Where a record contains an image, leave the image out and print the rest exactly.

◆ Recorded information ◆
^^^^
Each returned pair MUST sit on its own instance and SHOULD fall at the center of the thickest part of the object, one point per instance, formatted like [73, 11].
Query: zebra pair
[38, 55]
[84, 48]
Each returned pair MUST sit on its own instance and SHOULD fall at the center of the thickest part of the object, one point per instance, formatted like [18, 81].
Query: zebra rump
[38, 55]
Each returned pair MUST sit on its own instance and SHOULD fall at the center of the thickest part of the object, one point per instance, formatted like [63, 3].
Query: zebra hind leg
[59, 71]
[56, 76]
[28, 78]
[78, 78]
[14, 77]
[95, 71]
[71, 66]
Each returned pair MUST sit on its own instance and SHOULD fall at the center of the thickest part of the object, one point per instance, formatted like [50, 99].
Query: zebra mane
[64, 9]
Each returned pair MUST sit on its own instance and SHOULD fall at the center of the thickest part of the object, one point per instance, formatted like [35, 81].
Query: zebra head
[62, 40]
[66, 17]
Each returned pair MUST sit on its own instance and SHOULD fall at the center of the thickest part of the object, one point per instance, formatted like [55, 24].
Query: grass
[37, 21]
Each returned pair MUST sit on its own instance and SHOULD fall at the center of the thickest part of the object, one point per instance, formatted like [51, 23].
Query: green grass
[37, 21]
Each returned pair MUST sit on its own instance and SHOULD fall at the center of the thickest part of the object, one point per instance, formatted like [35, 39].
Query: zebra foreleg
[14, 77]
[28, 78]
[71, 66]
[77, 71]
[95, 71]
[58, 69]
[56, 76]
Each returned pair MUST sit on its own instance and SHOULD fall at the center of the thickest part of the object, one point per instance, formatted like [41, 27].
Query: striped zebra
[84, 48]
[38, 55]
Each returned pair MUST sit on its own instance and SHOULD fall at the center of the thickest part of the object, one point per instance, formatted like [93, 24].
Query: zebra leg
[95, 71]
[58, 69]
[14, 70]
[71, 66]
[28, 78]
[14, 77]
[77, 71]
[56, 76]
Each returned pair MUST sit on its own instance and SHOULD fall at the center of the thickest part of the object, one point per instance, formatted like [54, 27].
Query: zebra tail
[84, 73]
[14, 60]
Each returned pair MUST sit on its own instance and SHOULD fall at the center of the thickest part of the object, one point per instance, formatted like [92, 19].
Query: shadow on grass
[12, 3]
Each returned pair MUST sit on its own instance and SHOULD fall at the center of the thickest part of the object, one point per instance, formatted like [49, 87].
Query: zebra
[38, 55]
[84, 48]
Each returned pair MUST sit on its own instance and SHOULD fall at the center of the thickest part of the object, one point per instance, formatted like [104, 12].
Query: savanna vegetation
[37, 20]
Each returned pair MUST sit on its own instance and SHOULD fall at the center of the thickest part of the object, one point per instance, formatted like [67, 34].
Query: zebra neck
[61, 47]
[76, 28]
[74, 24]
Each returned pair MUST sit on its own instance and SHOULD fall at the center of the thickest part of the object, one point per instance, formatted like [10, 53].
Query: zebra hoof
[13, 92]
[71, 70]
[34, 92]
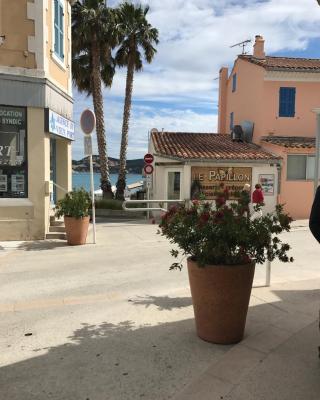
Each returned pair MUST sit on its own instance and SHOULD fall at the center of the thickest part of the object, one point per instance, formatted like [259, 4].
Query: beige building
[36, 128]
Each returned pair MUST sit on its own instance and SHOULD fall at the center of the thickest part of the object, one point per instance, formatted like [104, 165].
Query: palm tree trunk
[98, 109]
[121, 183]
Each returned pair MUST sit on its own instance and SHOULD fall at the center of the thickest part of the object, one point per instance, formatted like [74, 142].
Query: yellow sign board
[212, 178]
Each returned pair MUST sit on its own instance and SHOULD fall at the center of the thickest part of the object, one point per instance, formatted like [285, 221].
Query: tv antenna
[243, 45]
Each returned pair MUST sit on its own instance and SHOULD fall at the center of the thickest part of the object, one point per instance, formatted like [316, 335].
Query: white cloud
[178, 91]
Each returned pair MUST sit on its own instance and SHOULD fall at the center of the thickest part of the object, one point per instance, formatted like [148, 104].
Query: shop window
[234, 82]
[287, 99]
[58, 29]
[13, 152]
[174, 185]
[300, 167]
[231, 121]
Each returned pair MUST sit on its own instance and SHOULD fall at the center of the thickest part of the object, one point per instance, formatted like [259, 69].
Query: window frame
[167, 182]
[287, 106]
[56, 55]
[306, 179]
^^^^
◆ Task response ◆
Each returned pair MUST sit on its own instance and SHOULD fall at the center of the thickest part of the object, one point per instance, formatted like [73, 11].
Query: zebra pair
[38, 55]
[84, 48]
Each returned pair MUST sit on its own instance and SHOULD fall at the center of the thickest part of the object, one point per instance, formatted like [18, 81].
Query: zebra rump
[38, 55]
Each returned pair MUST sit on its own instance and SHOULD fall at the center of the thickest part of the object, one point per instance, formatted like [63, 3].
Query: zebra hind leg
[59, 71]
[56, 76]
[28, 78]
[78, 78]
[14, 77]
[95, 71]
[71, 66]
Each returned pair MUST sit on its own instance and SHOULD fall at the center of the thickest part of the object, one point per instance, formatted like [50, 99].
Query: zebra mane
[64, 9]
Each returned pair MUST sit on its own instance and SHOULD fall at the center of the thickest part of the object, one point per instance, formatted like [35, 81].
Query: zebra head
[62, 40]
[66, 17]
Each returned pair MUST sit on its own instance and SHOULD fall at the center of the thickest part of the object, one point per instance, formatted like [55, 24].
Query: grass
[37, 21]
Each returned pair MUST sit on its own instance and SHOULD fall at the center of the thickest part of the object, one point per instance, formatted like [51, 23].
Query: green grass
[37, 21]
Each returned pair MUST sit on its own instance and SHOULD fall at the center of the thickest part of the object, one point per instance, formatted like [35, 39].
Query: zebra foreleg
[14, 77]
[28, 78]
[71, 66]
[77, 71]
[95, 71]
[58, 69]
[56, 76]
Each returned pair MUST sit on its own instance and SHOULD fall at the center of the thickest part of the object, one point per instance, formatted like [41, 27].
Query: striped zebra
[84, 48]
[38, 55]
Each returned pair MUST sit on its own instance and SHOULD fall at the center of the thickest part of the object, one point per instance, formatted like [93, 24].
Query: zebra leg
[95, 71]
[58, 69]
[14, 70]
[71, 66]
[28, 78]
[14, 77]
[77, 71]
[56, 76]
Each returned pair MUST sit on its own instance and SHOULD fall at the center of the thickest part of the object, one point per instance, formatted like [54, 27].
Query: zebra tail
[84, 73]
[14, 60]
Each returned pair MUST sit on its own instance and SHOULD fall at the center of the thickest part of the object, one point per instance, formatted like [92, 19].
Query: shadow on grass
[12, 3]
Each returned pair MUST sit on its own instance and SHOULD fall at the center of the thickest part of the object, one point per instance, formatted like [49, 87].
Query: zebra
[38, 55]
[84, 48]
Each returned pair MUST sit on its own instance and SHOULD fall at the center of the thickest part of the object, one point per instance, formatted like [104, 12].
Query: savanna vegetation
[37, 20]
Each returned pair MUST sit on its own instance and SHOULD fall at the center of the thickest part of the object, one point per instance, formatted like [67, 34].
Query: zebra neck
[61, 47]
[76, 28]
[74, 24]
Each returned pair MUST sit on its own instance and SHOULD fall at the center of the thickest part of the object, one point per instance, formatted like [10, 53].
Query: zebra hoof
[13, 92]
[71, 70]
[34, 92]
Each returned pair MUST sit on its own instance and SHOULD fall at the center of the thickest part of the object, one point per instance, formatted like [259, 4].
Query: beige building
[36, 128]
Each returned pair MUST sit on its own instance and SHOULD fall at the center of the thickest part of the object, one point per instance, formatted like [104, 165].
Query: palm tree trunk
[98, 109]
[121, 183]
Each returned pair MUST sit on its own instance and SHOULD fall at the center of the thickest part of the object, one point per instance, formatted like [74, 142].
Query: yellow sign board
[212, 178]
Each returned pair MUST sit on its own instance and SHOULD fall at the center of the thickest part of the object, one point per instance, formatted like [285, 221].
Query: tv antenna
[243, 45]
Each returned pair MUST sit on its own instance and SHOULD fall at the center of the thickest part of the object, one point per instance, formatted like [316, 335].
Query: white cloud
[178, 91]
Each returned pair MUST sit on its own instance and SHOULD fall at the center of the thickest part of the object, one point per instance, formatted like [148, 104].
Query: shop window
[234, 82]
[287, 99]
[58, 29]
[13, 152]
[174, 185]
[300, 167]
[231, 121]
Each returned pair MUST sit on its own instance and SHOULD fall at the center of the thickest part of the object, one point per instance, formatted like [259, 69].
Query: window frame
[167, 182]
[287, 106]
[56, 55]
[306, 179]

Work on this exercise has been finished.